Ce qui se joue en Polynésie pour les européennes 2019


PAPEETE, 12 mai 2019 - Le scrutin des élections européennes aura lieu le samedi 25 mai en Polynésie française. Cette élection est traditionnellement peu suivie au fenua et sujette à instrumentalisation par les partis locaux à des fins personnelles.
 
C’est officiel depuis vendredi : 34 listes se présentent aux élections européennes 2019. Ce scrutin quinquennal aura lieu le samedi 25 mai dans six collectivités françaises d’outre-mer dont la Polynésie française, et le dimanche 26 mai dans l’Hexagone.

Cette élection doit permettre de désigner les 79 représentants de la France au Parlement européen jusqu’en 2024. On sait aujourd’hui, compte tenu de la participation du Royaume-Uni à cette élection, que cet effectif sera provisoirement ramené à 74 eurodéputés français. Les 5 candidats élus de la 75e à la 79e place entreront en fonction à la date effective Brexit, fixée pour l’instant au 31 octobre 2019.

Les élections européennes se dérouleront sur le mode du suffrage universel direct à un tour. En France, la loi du 25 juin 2018 relative à l’élection des représentants au Parlement européen rétablit une circonscription électorale unique sur l’ensemble du territoire. Ce texte met fin au découpage en huit circonscriptions interrégionales (dont une en outre-mer) pratiqué depuis 2003.

Selon le sondage "2019 Opinions" réalisé quotidiennement par Epoka et Harris Interactive (estimations à jour ici), les listes Renaissance (LREM-MoDem) et Prenez le pouvoir, liste soutenue par Marine Le Pen (RN) sont, en fin de semaine dernière, toutes deux au coude à coude avec 22 % d’intentions de vote. Elles sont toujours suivies par la liste LR (13 %), La France insoumise (9,5 %), Europe Ecologie-les Verts (7 %). Les autres listes recueillent au plus 5 % d’intentions de vote.

########################################

**Consignes**
(A) Recopiez le passage de l'article sur les européennes 2019 qui s'ouvre sur les mots contenant « Les élections européennes » et se termine par « 5 % d’intentions de vote. ».
(B) Relevez toutes les listes électorales que l'article sur les européennes 2019 nomme en rapportant les résultats du sondage.

Données recueillies
########################################

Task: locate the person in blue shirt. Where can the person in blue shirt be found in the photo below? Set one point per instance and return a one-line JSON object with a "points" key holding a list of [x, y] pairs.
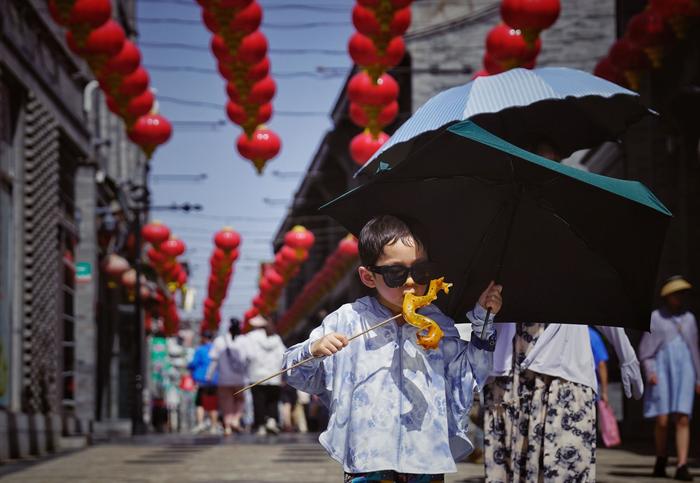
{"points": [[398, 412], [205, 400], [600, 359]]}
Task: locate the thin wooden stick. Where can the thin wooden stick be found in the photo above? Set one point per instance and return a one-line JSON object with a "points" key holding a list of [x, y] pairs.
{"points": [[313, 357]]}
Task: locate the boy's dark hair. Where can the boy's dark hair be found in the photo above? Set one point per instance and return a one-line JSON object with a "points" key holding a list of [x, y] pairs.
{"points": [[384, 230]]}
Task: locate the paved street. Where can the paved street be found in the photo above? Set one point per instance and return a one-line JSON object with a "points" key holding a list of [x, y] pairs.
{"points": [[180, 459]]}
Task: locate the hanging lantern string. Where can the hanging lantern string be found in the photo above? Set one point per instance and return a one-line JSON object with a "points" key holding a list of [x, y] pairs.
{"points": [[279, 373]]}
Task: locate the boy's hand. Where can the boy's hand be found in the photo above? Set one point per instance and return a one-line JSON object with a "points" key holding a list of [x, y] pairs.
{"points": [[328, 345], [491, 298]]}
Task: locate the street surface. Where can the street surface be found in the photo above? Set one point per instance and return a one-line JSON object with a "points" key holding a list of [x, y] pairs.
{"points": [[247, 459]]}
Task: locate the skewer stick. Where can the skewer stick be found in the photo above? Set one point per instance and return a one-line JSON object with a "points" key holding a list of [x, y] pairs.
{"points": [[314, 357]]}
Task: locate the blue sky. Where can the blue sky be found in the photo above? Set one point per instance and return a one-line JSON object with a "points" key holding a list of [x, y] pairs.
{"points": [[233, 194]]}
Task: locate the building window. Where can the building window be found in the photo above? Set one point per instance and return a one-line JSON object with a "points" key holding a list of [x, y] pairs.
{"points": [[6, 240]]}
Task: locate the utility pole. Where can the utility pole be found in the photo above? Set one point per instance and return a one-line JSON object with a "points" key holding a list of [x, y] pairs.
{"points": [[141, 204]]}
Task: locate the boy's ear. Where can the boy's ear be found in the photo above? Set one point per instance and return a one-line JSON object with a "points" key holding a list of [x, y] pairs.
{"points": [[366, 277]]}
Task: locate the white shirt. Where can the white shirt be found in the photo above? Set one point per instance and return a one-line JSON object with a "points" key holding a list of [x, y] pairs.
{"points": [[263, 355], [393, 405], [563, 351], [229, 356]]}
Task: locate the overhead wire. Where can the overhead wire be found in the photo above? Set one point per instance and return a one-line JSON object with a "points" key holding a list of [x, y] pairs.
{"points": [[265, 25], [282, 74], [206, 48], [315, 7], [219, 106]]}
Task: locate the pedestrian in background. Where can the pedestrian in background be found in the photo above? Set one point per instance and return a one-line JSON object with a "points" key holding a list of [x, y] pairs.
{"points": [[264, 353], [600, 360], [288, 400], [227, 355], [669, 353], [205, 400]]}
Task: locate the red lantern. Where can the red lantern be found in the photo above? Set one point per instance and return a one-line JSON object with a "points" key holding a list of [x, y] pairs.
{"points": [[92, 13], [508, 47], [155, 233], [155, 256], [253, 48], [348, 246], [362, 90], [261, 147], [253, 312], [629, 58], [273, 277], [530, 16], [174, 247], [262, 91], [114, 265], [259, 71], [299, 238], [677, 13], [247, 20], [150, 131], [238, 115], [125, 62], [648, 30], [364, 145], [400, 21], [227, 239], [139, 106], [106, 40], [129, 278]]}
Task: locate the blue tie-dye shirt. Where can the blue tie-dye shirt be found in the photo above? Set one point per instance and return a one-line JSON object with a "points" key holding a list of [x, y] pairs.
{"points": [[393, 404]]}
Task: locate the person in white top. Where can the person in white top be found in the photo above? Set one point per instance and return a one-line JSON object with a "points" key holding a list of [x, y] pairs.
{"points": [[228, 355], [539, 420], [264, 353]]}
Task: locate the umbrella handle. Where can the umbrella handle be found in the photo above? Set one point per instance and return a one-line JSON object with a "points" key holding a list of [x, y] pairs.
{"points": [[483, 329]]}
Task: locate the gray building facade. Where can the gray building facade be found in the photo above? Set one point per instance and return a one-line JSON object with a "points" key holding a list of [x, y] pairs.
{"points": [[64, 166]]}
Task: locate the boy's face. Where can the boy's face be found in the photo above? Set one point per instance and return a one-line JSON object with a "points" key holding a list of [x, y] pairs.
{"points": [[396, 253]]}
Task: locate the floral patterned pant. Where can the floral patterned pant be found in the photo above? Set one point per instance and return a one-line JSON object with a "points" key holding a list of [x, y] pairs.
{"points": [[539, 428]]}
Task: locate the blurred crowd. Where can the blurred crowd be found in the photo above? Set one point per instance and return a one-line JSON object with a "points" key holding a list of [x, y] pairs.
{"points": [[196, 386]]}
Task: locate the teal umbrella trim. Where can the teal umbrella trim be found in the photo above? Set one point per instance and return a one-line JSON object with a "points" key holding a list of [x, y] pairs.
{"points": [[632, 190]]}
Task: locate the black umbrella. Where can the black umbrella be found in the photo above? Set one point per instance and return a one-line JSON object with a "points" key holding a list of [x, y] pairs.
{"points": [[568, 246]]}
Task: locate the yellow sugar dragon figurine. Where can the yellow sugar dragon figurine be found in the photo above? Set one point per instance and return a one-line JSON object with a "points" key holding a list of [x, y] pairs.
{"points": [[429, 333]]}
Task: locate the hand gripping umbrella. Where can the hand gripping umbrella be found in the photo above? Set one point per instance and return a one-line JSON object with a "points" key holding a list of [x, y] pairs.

########################################

**Réponses**
(A)
Les élections européennes se dérouleront sur le mode du suffrage universel direct à un tour. En France, la loi du 25 juin 2018 relative à l’élection des représentants au Parlement européen rétablit une circonscription électorale unique sur l’ensemble du territoire. Ce texte met fin au découpage en huit circonscriptions interrégionales (dont une en outre-mer) pratiqué depuis 2003.

Selon le sondage "2019 Opinions" réalisé quotidiennement par Epoka et Harris Interactive (estimations à jour ici), les listes Renaissance (LREM-MoDem) et Prenez le pouvoir, liste soutenue par Marine Le Pen (RN) sont, en fin de semaine dernière, toutes deux au coude à coude avec 22 % d’intentions de vote. Elles sont toujours suivies par la liste LR (13 %), La France insoumise (9,5 %), Europe Ecologie-les Verts (7 %). Les autres listes recueillent au plus 5 % d’intentions de vote.

(B)
Renaissance (LREM-MoDem)
Prenez le pouvoir
LR
La France insoumise
Europe Ecologie-les Verts